Output: (none — exits 0 on success)


Combining files#

Commands for stacking, joining, splitting, and partitioning CSV files.

cat — Concatenate CSVs#

Stacks multiple CSV files vertically (rows) or side-by-side (columns). Use rowskey when the files have different or overlapping schemas — it aligns by column name and fills missing fields with empty strings.

# Stack vertically (same schema required)
qsv cat rows people.csv people2.csv

Output:

name,age,city,salary
Alice,30,New York,75000
Bob,25,Chicago,62000
Carol,35,New York,88000
Dave,28,Chicago,71000
Eve,32,Boston,95000
Frank,40,Seattle,105000
Grace,29,Austin,67000
# Stack with differing schemas (fills missing fields with empty)
qsv cat rowskey --group fname people.csv dept.csv

Output:

file,name,age,city,salary,department
people.csv,Alice,30,New York,75000,
people.csv,Bob,25,Chicago,62000,
dept.csv,Alice,,,Engineering
dept.csv,Bob,,,Marketing
...
# Concatenate side by side (columns)
qsv cat columns people.csv dept.csv

Output:

name,age,city,salary,name,department
Alice,30,New York,75000,Alice,Engineering
Bob,25,Chicago,62000,Bob,Marketing
Carol,35,New York,88000,Carol,Engineering
Dave,28,Chicago,71000,Dave,Sales
Eve,32,Boston,95000,Eve,Engineering

join — Join two CSVs#

Performs an inner, outer, semi, anti, or cross join between two CSV files on one or more key columns. Differs from sqlp joins in that it does not require SQL syntax and is optimized for streaming large files.

# Inner join on name
qsv join name people.csv name dept.csv

Output:

name,age,city,salary,name,department
Alice,30,New York,75000,Alice,Engineering
Bob,25,Chicago,62000,Bob,Marketing
Carol,35,New York,88000,Carol,Engineering
Dave,28,Chicago,71000,Dave,Sales
Eve,32,Boston,95000,Eve,Engineering
# Left anti-join (people NOT in dept.csv)
qsv join --left-anti name people.csv name dept.csv

Output (empty if all names matched):

name,age,city,salary
# Cross join (cartesian product)
qsv join --cross name people.csv name dept.csv | qsv count

Output:

25
Join typeFlag
Inner (default)(none)
Left outer--left
Right outer--right
Full outer--full
Left anti--left-anti
Left semi--left-semi
Right anti--right-anti
Cross (cartesian)--cross

split — Split into multiple files#

Writes sequential chunks of a CSV to separate files in an output directory, either by fixed row count (-s) or by total number of chunks (-c). Use --pad and --filename to control zero-padding and naming.

mkdir /tmp/split_out
# 2 rows per chunk
qsv split -s 2 /tmp/split_out people.csv
ls /tmp/split_out

Output:

0.csv  1.csv  2.csv
# 3 chunks with padded, custom filenames
qsv split -c 3 --pad 3 --filename "chunk_{}.csv" /tmp/split_out people.csv

Output: (none — exits 0 on success)

AIM – Can you retype the CSV-combining text above word for word, from "qsv cat columns" up to and including "streaming large files."?

RAW RECORDS –
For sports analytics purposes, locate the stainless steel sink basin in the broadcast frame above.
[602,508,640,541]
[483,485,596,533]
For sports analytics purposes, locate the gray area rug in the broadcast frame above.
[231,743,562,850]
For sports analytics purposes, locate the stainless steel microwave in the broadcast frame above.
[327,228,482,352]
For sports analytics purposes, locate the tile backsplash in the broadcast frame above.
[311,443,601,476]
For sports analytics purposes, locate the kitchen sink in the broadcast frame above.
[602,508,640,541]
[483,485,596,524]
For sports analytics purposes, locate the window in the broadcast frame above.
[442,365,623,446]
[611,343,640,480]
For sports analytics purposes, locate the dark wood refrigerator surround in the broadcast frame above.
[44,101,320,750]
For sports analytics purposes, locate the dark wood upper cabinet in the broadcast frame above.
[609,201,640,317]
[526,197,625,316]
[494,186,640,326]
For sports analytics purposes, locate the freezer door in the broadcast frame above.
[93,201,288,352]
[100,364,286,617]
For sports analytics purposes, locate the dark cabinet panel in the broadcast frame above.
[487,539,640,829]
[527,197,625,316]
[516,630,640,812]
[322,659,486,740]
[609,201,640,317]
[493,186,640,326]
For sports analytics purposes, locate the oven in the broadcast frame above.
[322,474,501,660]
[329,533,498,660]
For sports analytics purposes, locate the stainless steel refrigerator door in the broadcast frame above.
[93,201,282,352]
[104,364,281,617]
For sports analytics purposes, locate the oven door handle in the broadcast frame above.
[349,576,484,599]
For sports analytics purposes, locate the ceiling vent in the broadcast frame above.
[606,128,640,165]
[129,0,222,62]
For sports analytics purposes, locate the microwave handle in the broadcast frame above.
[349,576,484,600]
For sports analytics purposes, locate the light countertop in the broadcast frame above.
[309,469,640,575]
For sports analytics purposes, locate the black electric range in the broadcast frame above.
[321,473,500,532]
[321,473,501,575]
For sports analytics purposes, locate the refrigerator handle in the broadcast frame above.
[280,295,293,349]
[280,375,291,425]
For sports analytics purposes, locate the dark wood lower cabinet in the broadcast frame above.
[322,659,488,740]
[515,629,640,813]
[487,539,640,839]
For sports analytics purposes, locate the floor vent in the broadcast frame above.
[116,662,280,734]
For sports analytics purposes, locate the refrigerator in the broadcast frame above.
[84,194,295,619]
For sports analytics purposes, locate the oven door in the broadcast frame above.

RESPONSE BELOW –
qsv cat columns people.csv dept.csv

Output:

name,age,city,salary,name,department
Alice,30,New York,75000,Alice,Engineering
Bob,25,Chicago,62000,Bob,Marketing
Carol,35,New York,88000,Carol,Engineering
Dave,28,Chicago,71000,Dave,Sales
Eve,32,Boston,95000,Eve,Engineering

join — Join two CSVs#

Performs an inner, outer, semi, anti, or cross join between two CSV files on one or more key columns. Differs from sqlp joins in that it does not require SQL syntax and is optimized for streaming large files.